Starting at the top of the listing and stopping after the line containing "[[199, 39], [195, 39], [194, 44], [200, 45]]", rewrite those lines with "outline" swapped for "contour" and everything else unchanged. Omit the pictures from your output.

## START

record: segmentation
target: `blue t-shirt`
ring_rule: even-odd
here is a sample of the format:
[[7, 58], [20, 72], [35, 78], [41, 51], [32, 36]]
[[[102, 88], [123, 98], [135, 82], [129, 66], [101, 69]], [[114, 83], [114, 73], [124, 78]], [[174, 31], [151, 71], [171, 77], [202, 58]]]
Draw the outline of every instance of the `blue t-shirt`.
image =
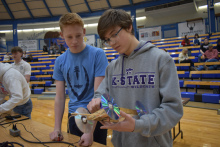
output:
[[68, 49], [55, 61], [53, 78], [66, 81], [69, 94], [69, 113], [79, 107], [87, 108], [94, 95], [95, 77], [105, 76], [108, 60], [105, 52], [86, 45], [80, 53]]
[[199, 39], [195, 39], [194, 44], [200, 45]]

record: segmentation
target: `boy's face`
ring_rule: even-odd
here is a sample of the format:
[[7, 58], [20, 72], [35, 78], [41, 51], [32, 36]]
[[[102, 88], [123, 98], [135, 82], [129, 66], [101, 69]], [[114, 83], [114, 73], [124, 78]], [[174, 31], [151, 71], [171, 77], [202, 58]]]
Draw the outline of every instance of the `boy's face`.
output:
[[86, 30], [82, 26], [75, 24], [64, 26], [60, 35], [65, 39], [66, 44], [71, 50], [80, 51], [83, 49], [83, 37], [85, 33]]
[[22, 56], [22, 53], [20, 53], [20, 52], [12, 53], [12, 57], [14, 60], [20, 60], [21, 56]]
[[[121, 31], [117, 34], [117, 37], [112, 37], [115, 36], [115, 34], [121, 29], [120, 26], [117, 26], [115, 28], [109, 29], [105, 33], [105, 40], [108, 40], [110, 38], [109, 45], [115, 49], [119, 54], [126, 54], [128, 52], [130, 42], [131, 42], [131, 30], [132, 27], [129, 28], [128, 30], [121, 29]], [[113, 38], [113, 39], [112, 39]]]

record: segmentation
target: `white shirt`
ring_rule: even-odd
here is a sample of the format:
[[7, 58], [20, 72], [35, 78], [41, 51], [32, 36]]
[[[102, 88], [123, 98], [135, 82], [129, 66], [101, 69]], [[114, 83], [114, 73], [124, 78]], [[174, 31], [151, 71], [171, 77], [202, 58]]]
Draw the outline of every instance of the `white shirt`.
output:
[[[12, 110], [18, 105], [25, 104], [31, 95], [31, 91], [24, 76], [19, 71], [10, 68], [10, 65], [0, 63], [0, 115], [1, 113]], [[10, 99], [4, 101], [9, 94]]]
[[31, 75], [31, 65], [24, 60], [19, 63], [13, 63], [12, 68], [18, 70], [23, 76]]

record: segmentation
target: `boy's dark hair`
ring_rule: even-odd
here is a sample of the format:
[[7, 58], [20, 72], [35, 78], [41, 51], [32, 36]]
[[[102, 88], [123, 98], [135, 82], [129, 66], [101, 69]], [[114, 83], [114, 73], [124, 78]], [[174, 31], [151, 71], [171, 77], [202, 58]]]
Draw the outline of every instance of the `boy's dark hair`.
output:
[[23, 54], [23, 50], [19, 46], [15, 46], [11, 49], [11, 53], [20, 52]]
[[[132, 25], [131, 16], [121, 9], [109, 9], [106, 10], [99, 18], [98, 22], [98, 34], [100, 39], [105, 39], [105, 33], [116, 26], [120, 26], [123, 29], [129, 29]], [[134, 35], [134, 28], [132, 25], [131, 33]]]

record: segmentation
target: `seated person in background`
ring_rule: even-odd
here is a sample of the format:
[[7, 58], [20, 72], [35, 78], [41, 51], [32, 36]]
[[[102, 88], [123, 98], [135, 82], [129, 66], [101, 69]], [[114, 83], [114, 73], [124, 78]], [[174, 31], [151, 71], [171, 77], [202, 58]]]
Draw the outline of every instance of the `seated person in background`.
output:
[[59, 49], [59, 47], [56, 43], [54, 43], [54, 51], [53, 52], [54, 52], [54, 54], [60, 54], [61, 53], [61, 51], [60, 51], [60, 49]]
[[[202, 59], [204, 60], [205, 58], [208, 58], [208, 60], [206, 62], [218, 62], [218, 51], [217, 49], [213, 49], [213, 45], [209, 44], [208, 45], [209, 50], [207, 50], [203, 55], [202, 55]], [[218, 65], [208, 65], [206, 66], [205, 64], [202, 66], [198, 67], [198, 70], [214, 70], [217, 69]]]
[[[185, 39], [181, 43], [182, 46], [190, 46], [190, 40], [188, 39], [188, 35], [185, 35]], [[191, 49], [188, 49], [188, 55], [191, 56]]]
[[50, 49], [49, 49], [48, 54], [54, 54], [54, 45], [53, 45], [53, 42], [51, 42], [51, 44], [50, 44]]
[[194, 36], [194, 45], [200, 45], [200, 41], [199, 41], [199, 35], [196, 33]]
[[197, 69], [194, 67], [194, 62], [189, 59], [187, 52], [188, 52], [188, 49], [187, 49], [187, 48], [184, 48], [184, 49], [182, 50], [182, 52], [179, 54], [179, 62], [180, 62], [180, 63], [190, 63], [190, 69], [191, 69], [191, 70], [197, 70]]
[[28, 54], [26, 53], [26, 51], [23, 52], [22, 58], [27, 58]]
[[47, 46], [46, 45], [44, 45], [44, 47], [43, 47], [43, 52], [47, 52]]
[[188, 39], [188, 35], [185, 35], [185, 39], [181, 43], [182, 46], [190, 46], [190, 41]]
[[201, 57], [208, 50], [208, 48], [209, 48], [208, 45], [209, 45], [209, 39], [205, 38], [204, 43], [200, 46], [200, 53], [201, 54], [199, 54], [199, 56], [198, 56], [199, 62], [204, 62], [204, 60], [201, 59]]
[[11, 49], [11, 53], [14, 58], [12, 67], [17, 69], [25, 77], [26, 81], [29, 82], [31, 76], [31, 66], [29, 63], [21, 59], [23, 50], [19, 46], [15, 46]]
[[[6, 95], [10, 99], [2, 104]], [[14, 112], [31, 118], [32, 101], [29, 84], [24, 76], [10, 64], [0, 63], [0, 115], [13, 109]]]
[[9, 56], [9, 53], [7, 52], [5, 55], [4, 55], [4, 60], [3, 61], [9, 61], [10, 60], [10, 56]]
[[65, 51], [65, 47], [63, 46], [63, 44], [60, 44], [60, 50]]

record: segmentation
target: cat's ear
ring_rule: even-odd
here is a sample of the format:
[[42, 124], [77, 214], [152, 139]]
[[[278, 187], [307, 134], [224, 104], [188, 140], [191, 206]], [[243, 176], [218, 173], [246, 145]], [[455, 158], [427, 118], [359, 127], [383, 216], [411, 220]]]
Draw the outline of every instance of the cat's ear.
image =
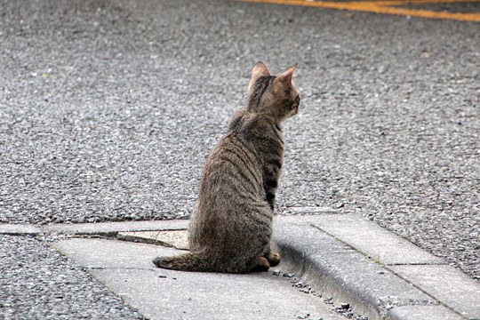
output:
[[252, 77], [250, 78], [250, 83], [248, 84], [248, 91], [250, 92], [252, 86], [259, 77], [270, 76], [270, 71], [268, 71], [265, 63], [260, 61], [257, 62], [252, 69]]
[[293, 77], [293, 71], [299, 66], [298, 63], [295, 63], [293, 67], [278, 76], [275, 78], [274, 88], [285, 88], [292, 85], [292, 78]]

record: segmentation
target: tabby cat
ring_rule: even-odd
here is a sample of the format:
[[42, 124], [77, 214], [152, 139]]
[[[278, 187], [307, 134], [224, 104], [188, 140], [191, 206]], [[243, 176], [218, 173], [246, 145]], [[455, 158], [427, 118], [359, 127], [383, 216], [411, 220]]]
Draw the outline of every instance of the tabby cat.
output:
[[292, 84], [297, 66], [277, 76], [262, 62], [253, 67], [248, 103], [234, 115], [204, 168], [188, 228], [190, 252], [156, 258], [157, 267], [245, 273], [278, 264], [270, 237], [284, 159], [280, 125], [299, 110]]

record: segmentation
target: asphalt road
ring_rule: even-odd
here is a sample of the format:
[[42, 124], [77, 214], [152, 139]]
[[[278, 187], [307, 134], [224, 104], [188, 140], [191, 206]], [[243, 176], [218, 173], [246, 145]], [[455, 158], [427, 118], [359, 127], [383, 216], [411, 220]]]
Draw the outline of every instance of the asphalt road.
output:
[[[300, 63], [278, 214], [356, 212], [480, 278], [475, 22], [220, 0], [2, 0], [0, 223], [187, 218], [257, 60], [274, 73]], [[43, 239], [7, 240], [4, 256], [68, 263]], [[2, 276], [0, 294], [25, 292], [25, 278]]]

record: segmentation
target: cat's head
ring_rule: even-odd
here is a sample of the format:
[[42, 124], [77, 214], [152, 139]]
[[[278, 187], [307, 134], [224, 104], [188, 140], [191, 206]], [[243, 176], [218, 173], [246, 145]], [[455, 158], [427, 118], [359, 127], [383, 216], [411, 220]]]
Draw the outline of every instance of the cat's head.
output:
[[279, 123], [296, 115], [300, 99], [292, 78], [297, 66], [272, 76], [263, 62], [257, 62], [248, 84], [247, 109], [271, 116]]

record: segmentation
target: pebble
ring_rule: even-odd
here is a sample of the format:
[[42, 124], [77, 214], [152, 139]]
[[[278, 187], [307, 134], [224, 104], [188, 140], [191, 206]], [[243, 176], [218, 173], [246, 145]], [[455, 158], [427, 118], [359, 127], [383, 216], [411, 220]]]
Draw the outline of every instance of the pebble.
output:
[[295, 276], [295, 274], [294, 273], [284, 273], [284, 277], [293, 277], [293, 276]]

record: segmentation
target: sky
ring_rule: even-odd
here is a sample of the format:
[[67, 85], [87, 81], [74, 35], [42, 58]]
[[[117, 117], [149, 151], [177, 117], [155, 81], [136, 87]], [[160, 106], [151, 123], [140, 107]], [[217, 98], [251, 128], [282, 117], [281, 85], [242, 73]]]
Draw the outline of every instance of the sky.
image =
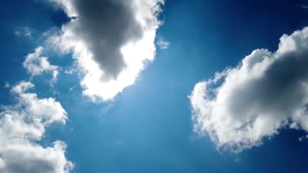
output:
[[0, 172], [290, 172], [308, 2], [0, 6]]

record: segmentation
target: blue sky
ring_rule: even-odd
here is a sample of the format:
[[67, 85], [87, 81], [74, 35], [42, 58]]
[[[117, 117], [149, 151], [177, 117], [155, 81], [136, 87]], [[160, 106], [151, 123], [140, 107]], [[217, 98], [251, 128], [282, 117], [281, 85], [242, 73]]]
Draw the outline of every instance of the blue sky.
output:
[[[64, 142], [65, 158], [74, 165], [70, 172], [306, 169], [308, 140], [298, 140], [306, 134], [304, 127], [281, 126], [279, 134], [269, 135], [270, 139], [264, 136], [262, 144], [239, 153], [217, 149], [219, 143], [206, 131], [201, 136], [194, 132], [188, 97], [196, 83], [226, 67], [234, 68], [254, 50], [275, 52], [283, 34], [291, 35], [308, 25], [308, 9], [304, 7], [307, 2], [166, 0], [160, 15], [164, 24], [156, 32], [154, 60], [146, 63], [134, 84], [111, 100], [103, 100], [102, 96], [98, 101], [83, 93], [82, 69], [76, 65], [79, 58], [73, 58], [72, 52], [62, 54], [49, 48], [46, 42], [50, 34], [69, 22], [65, 10], [48, 1], [2, 4], [0, 104], [19, 102], [14, 96], [20, 94], [12, 94], [11, 90], [22, 80], [35, 85], [29, 92], [40, 98], [54, 98], [60, 103], [67, 113], [66, 123], [49, 124], [41, 139], [29, 140], [43, 148], [56, 140]], [[160, 40], [170, 42], [169, 47], [159, 49]], [[52, 86], [50, 72], [31, 77], [23, 67], [26, 56], [40, 46], [44, 47], [43, 55], [50, 64], [60, 67]], [[71, 74], [65, 72], [70, 70]], [[9, 87], [5, 87], [6, 82]], [[62, 172], [54, 170], [51, 172]]]

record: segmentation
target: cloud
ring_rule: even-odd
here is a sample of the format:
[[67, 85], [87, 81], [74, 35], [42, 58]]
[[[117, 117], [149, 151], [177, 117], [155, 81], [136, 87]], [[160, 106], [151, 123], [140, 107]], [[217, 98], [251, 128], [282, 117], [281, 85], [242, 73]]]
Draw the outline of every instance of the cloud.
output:
[[199, 82], [189, 98], [195, 131], [219, 148], [258, 146], [283, 127], [308, 132], [308, 27]]
[[308, 9], [308, 6], [303, 5], [300, 5], [300, 8], [301, 8], [302, 9]]
[[165, 49], [169, 48], [170, 42], [165, 41], [159, 41], [157, 42], [160, 49]]
[[32, 35], [34, 32], [34, 30], [28, 27], [18, 28], [14, 33], [17, 36], [23, 36], [29, 38], [32, 38]]
[[58, 67], [56, 65], [50, 65], [48, 58], [42, 56], [44, 48], [42, 47], [35, 49], [33, 53], [29, 54], [26, 56], [23, 66], [32, 76], [51, 71], [53, 78], [51, 80], [51, 84], [52, 85], [57, 81], [59, 73]]
[[26, 81], [13, 86], [11, 92], [17, 103], [0, 112], [0, 172], [68, 172], [73, 164], [65, 158], [65, 143], [57, 141], [44, 147], [37, 143], [46, 126], [65, 123], [66, 112], [54, 99], [27, 92], [33, 87]]
[[112, 99], [153, 60], [164, 1], [50, 1], [71, 19], [47, 42], [73, 53], [84, 74], [84, 94], [93, 100]]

## END

* [OUTPUT FOR THIS TASK]
record: segmentation
target: `blue t-shirt`
ring_rule: even-odd
here is a sample of the format:
[[7, 58], [20, 72], [35, 78], [41, 51], [32, 36]]
[[[102, 88], [123, 98], [135, 82], [129, 66], [101, 69]], [[114, 83], [114, 73], [124, 78]], [[174, 31], [151, 71], [171, 77], [202, 58]]]
Draw the contour of every instance of the `blue t-shirt`.
image =
output:
[[68, 49], [55, 61], [53, 78], [66, 81], [69, 94], [69, 113], [79, 107], [87, 108], [94, 95], [95, 77], [105, 76], [108, 60], [105, 52], [86, 45], [80, 53]]
[[199, 39], [195, 39], [194, 44], [200, 45]]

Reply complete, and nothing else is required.